Write out, please, the line containing "Task: spot one point per instance of the man's face." together with all lines after it, up to and including the last one, with no other output.
## begin AVAILABLE DATA
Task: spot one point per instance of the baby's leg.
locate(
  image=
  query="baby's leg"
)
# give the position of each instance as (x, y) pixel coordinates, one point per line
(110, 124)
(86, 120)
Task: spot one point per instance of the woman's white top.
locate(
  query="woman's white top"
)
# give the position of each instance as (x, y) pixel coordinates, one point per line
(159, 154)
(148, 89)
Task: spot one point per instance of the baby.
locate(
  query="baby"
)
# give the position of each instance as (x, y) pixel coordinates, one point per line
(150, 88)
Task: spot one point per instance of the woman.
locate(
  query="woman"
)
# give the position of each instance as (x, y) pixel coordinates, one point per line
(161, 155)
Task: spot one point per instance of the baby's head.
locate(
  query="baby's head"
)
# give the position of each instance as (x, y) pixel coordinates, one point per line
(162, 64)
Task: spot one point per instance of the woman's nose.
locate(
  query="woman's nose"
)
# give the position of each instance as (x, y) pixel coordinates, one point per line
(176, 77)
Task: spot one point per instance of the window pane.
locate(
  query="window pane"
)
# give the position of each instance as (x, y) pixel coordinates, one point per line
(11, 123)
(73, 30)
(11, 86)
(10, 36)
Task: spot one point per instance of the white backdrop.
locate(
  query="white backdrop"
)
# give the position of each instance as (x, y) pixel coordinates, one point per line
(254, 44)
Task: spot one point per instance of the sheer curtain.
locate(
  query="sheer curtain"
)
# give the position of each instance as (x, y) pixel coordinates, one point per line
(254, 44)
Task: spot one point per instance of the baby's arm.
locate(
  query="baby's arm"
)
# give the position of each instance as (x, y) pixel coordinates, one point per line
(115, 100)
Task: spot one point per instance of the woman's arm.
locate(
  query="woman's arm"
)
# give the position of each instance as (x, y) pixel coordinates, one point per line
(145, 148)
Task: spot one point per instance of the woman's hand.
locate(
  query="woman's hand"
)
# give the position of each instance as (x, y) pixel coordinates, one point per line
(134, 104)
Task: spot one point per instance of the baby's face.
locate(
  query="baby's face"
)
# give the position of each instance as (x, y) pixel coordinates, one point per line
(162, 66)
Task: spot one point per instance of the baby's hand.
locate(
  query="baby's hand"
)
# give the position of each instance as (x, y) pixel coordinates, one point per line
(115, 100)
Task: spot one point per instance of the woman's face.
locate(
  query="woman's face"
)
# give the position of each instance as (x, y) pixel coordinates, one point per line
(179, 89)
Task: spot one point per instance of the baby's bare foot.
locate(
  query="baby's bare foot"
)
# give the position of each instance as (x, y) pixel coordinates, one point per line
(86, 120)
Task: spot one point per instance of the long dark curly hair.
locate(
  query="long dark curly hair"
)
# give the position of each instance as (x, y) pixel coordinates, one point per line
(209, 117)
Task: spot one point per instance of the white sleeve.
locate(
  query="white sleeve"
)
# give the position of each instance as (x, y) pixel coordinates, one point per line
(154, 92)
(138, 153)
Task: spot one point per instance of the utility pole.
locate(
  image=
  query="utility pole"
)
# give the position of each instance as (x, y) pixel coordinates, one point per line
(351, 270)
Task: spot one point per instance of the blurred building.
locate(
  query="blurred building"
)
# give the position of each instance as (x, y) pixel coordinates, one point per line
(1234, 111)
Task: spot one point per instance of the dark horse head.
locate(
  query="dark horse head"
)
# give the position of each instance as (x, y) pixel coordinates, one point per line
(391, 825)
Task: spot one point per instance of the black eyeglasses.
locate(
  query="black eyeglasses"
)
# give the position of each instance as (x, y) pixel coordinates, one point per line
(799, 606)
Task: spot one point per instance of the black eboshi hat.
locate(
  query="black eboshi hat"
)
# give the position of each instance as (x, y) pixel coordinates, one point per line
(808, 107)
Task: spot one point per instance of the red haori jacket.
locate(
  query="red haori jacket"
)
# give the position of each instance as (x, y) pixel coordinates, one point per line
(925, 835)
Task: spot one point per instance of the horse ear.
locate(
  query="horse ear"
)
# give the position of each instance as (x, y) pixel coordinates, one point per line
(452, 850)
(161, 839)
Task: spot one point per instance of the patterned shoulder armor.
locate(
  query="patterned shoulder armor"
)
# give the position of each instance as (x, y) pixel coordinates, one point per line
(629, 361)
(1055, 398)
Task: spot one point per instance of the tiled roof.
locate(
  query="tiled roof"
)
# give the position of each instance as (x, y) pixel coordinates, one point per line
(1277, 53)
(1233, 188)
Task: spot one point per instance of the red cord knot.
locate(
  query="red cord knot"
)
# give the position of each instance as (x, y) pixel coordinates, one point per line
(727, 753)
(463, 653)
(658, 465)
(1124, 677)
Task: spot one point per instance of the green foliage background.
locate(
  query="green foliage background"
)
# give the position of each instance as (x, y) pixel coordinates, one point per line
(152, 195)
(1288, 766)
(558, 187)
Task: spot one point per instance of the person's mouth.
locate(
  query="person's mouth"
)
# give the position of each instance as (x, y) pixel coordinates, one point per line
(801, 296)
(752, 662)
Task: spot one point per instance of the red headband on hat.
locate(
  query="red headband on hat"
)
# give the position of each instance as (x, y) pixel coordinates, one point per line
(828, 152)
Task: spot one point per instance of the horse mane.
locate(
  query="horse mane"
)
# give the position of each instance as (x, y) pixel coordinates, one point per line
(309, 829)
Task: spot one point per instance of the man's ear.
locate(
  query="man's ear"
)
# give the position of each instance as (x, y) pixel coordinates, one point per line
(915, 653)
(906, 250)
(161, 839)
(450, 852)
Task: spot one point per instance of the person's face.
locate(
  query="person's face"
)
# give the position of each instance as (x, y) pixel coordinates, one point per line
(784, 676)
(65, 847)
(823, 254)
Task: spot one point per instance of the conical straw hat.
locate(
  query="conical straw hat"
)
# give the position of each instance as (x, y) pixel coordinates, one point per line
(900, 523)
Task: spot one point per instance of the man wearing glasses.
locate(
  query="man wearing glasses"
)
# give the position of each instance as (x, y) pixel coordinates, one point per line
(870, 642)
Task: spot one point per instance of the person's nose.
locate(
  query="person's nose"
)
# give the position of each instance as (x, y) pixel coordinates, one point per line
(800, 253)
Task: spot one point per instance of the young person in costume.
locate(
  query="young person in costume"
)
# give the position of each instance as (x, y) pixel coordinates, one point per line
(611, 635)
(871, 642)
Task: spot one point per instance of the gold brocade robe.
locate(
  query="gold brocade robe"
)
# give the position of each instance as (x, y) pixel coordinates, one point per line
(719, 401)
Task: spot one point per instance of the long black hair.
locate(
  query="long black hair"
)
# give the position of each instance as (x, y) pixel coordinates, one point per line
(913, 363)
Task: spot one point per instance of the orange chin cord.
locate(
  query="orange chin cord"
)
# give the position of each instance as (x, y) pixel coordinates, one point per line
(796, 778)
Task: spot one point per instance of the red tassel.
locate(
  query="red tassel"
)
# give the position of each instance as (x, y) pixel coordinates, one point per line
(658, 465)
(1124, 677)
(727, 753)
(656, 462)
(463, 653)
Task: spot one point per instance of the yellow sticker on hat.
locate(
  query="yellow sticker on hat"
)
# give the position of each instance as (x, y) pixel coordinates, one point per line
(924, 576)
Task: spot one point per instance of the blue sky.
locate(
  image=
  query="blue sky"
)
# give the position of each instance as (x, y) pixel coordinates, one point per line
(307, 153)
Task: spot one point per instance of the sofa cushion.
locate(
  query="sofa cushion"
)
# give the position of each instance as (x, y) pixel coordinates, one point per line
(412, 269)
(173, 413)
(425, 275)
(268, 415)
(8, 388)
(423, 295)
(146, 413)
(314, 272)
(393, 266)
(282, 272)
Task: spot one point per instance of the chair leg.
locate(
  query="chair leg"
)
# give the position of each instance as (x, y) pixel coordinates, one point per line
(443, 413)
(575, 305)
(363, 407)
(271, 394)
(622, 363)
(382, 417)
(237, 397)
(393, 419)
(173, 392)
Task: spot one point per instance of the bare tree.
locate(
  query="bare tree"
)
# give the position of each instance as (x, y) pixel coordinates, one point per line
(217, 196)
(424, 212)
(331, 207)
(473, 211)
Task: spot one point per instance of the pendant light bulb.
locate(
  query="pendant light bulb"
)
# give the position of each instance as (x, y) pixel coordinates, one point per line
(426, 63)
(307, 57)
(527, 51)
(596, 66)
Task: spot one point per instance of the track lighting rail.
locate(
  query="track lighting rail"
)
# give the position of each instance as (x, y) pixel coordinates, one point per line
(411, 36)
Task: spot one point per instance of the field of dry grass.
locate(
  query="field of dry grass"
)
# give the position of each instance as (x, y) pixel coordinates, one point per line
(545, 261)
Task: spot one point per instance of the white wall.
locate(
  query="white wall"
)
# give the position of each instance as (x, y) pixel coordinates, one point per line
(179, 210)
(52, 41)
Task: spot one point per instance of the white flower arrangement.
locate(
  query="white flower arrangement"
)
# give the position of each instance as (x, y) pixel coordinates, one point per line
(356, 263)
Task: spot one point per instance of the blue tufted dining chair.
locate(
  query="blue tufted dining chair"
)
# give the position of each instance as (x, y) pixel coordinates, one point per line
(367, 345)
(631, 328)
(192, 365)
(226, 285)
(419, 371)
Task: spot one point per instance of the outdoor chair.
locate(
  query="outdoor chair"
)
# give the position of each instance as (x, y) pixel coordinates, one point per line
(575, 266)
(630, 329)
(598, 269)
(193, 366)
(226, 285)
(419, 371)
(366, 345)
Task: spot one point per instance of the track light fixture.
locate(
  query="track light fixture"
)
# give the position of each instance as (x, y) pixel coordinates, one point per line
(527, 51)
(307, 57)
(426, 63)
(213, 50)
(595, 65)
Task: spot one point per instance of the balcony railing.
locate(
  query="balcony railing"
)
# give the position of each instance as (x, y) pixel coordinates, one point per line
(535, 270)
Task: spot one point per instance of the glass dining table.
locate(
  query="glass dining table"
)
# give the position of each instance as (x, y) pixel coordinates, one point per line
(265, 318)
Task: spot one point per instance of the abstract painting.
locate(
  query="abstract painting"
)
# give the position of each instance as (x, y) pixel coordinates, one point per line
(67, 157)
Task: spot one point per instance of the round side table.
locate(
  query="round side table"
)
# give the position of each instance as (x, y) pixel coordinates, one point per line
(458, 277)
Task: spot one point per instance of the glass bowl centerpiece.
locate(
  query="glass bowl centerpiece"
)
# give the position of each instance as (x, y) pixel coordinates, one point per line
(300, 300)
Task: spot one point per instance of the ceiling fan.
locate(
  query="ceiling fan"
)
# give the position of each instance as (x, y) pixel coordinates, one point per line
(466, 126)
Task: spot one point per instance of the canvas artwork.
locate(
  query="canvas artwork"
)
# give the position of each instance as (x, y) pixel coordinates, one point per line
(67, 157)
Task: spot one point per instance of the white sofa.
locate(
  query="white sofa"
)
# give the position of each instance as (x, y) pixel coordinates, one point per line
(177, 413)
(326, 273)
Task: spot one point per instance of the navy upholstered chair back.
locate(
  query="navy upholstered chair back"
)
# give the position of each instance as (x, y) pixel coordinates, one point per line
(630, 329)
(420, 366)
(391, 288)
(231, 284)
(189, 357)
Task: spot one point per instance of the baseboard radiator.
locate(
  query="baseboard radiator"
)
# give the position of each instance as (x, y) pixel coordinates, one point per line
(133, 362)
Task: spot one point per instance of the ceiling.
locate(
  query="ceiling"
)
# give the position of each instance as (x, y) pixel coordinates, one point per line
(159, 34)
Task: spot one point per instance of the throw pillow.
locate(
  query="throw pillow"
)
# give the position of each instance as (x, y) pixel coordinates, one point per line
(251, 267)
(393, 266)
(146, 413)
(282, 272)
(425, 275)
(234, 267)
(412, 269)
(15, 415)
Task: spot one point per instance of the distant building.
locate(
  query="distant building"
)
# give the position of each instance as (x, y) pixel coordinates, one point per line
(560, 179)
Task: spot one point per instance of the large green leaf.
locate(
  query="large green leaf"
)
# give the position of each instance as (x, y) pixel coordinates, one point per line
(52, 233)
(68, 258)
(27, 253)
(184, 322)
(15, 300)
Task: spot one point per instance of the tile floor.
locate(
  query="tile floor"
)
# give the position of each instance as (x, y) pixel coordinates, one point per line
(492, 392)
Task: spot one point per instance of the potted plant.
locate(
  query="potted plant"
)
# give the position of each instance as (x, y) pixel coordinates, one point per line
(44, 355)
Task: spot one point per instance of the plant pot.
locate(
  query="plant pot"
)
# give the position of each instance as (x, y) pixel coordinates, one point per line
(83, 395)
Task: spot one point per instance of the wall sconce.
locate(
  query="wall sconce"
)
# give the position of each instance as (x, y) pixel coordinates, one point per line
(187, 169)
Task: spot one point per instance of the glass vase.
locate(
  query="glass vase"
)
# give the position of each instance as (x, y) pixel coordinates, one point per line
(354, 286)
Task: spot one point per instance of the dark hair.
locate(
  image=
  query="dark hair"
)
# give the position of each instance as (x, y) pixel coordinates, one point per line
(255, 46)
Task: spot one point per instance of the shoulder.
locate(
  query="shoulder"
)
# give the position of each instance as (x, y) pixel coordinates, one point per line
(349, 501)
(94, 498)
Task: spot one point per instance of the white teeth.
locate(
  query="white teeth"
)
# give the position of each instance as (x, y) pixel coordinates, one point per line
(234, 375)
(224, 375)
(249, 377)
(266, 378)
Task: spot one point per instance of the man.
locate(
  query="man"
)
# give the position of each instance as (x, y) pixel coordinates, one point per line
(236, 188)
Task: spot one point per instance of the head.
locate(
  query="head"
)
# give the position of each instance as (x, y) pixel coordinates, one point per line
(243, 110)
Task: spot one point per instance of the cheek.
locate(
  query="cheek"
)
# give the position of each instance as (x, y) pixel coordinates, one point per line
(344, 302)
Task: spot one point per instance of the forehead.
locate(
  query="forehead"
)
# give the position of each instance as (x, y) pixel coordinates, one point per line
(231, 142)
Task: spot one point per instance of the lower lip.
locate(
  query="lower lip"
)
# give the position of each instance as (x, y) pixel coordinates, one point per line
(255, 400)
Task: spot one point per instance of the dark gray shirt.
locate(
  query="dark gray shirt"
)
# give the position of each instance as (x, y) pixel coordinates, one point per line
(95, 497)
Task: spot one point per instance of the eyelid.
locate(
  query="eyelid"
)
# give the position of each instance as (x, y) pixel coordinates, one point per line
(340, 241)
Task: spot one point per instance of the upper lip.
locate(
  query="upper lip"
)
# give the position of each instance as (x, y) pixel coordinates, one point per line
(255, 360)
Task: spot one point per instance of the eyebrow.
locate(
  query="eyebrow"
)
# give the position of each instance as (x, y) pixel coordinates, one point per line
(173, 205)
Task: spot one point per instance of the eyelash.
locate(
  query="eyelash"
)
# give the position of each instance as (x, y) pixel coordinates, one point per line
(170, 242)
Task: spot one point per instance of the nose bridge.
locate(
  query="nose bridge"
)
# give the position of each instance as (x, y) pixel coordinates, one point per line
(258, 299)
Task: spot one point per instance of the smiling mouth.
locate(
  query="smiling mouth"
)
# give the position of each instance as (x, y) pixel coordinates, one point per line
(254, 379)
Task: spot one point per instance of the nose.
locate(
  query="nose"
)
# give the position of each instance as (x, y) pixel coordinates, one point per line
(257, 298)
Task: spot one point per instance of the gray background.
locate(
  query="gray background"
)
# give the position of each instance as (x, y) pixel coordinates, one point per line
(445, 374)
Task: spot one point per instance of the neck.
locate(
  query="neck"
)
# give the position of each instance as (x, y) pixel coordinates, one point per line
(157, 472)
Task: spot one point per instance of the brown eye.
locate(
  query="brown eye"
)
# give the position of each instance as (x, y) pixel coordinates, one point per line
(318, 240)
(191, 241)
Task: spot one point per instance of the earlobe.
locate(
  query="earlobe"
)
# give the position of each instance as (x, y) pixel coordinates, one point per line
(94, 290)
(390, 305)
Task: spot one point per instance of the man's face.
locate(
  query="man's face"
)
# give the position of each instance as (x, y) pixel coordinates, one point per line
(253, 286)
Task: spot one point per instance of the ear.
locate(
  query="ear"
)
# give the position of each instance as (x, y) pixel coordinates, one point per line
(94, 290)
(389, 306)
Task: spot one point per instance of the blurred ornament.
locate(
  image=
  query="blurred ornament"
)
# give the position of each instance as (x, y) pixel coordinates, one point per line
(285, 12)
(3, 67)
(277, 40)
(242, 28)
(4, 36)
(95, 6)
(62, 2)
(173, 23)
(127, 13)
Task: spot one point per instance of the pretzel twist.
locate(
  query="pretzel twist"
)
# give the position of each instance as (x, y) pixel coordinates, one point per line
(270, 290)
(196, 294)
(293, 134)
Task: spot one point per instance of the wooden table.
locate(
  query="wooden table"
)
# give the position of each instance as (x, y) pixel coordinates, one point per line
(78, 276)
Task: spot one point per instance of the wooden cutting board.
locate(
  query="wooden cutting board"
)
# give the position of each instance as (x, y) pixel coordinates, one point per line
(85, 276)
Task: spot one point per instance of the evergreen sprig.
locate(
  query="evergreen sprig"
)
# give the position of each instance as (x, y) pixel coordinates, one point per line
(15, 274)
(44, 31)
## end AVAILABLE DATA
● FULL ANSWER
Task: spot one point per instance of the man's face.
locate(
  query="man's face"
)
# give the position of each instance as (x, y) pixel coordinates, one point per line
(253, 286)
Task: spot one point per instance of the ear.
locate(
  query="ear"
)
# give the position of each instance as (x, y) pixel coordinates, one point per line
(94, 290)
(389, 306)
Task: spot one point per instance of the blurred ornament.
locate(
  image=
  query="blurred ornament"
)
# give the position of each instance as (x, y) pixel coordinates, one point per line
(285, 12)
(3, 67)
(277, 40)
(242, 28)
(4, 36)
(95, 6)
(62, 2)
(173, 23)
(127, 13)
Task: spot one point per instance of the pretzel twist.
locate(
  query="pretzel twist"
)
# give the position of each instance as (x, y) pixel coordinates, one point per line
(270, 290)
(196, 294)
(293, 134)
Task: spot one point per instance of the wooden table.
locate(
  query="wooden table"
)
# give the position of each instance as (x, y) pixel coordinates, one point per line
(78, 276)
Task: spot one point per instance of the wooden cutting board.
locate(
  query="wooden cutting board"
)
# give the position of each instance as (x, y) pixel coordinates, one point per line
(85, 276)
Task: spot one point per instance of the evergreen sprig.
locate(
  query="evergreen sprig"
)
# give the position of each instance as (x, y) pixel coordinates, one point per line
(15, 274)
(44, 31)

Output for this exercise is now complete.